WRITTEN INSTRUCTION: Please convert every line below into a numbered list, skipping any blank lines and leaving out the pictures.

ENTRIES PROVIDED:
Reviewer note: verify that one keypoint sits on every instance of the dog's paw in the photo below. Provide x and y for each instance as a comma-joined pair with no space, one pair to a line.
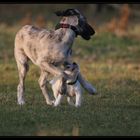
21,102
50,102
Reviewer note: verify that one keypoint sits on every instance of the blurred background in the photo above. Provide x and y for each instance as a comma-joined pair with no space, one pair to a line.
121,20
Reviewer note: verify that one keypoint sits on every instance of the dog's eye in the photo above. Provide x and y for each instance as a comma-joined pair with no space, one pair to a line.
67,67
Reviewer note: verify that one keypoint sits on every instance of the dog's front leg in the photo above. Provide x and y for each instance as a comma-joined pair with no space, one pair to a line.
78,100
43,86
58,100
55,71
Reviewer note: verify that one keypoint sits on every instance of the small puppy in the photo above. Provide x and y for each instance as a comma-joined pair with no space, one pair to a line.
72,86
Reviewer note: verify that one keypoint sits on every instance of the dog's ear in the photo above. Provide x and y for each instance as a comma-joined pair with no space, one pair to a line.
59,13
68,12
87,32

COMPLETE RESPONSE:
1. Reviewer note: verify that one keypoint sits on every instance of the dog's paw in the photo below. Provide x and y for each instance as a comma-joined pair with no space, one pair to a line.
2. 21,102
3. 50,102
4. Reviewer note: verify that one keypoint sits on every instance of the blurred background in the photo above. Provide x and y for each instance as a comma-joined pair with no space, one pair to a line.
5. 121,20
6. Reviewer note: verify that one keypoint sits on every instance of the dog's eye in the photo above. Provide x and y for each instance as a comma-joined pair with no space, one pair to a line.
7. 67,67
8. Reviewer note: verify that one keypoint sits on every instance of the dog's front leg in the photo above. Provide x and y for each instance as a comma-joined pair with no space, one pair to a line.
9. 78,100
10. 43,86
11. 58,100
12. 55,71
13. Reviewer note: verify that one keypoint sits on every instance of the small puppy in the photo above. Provide x and y for each instance as a comma-joined pair with no space, one pair to a line.
14. 72,86
15. Reviewer note: verify that one keypoint sits on every instance of the dog's ear in the photo above. Provide x and y for each instance as a comma-joined pair with no space, one pair to a line.
16. 59,13
17. 68,12
18. 87,32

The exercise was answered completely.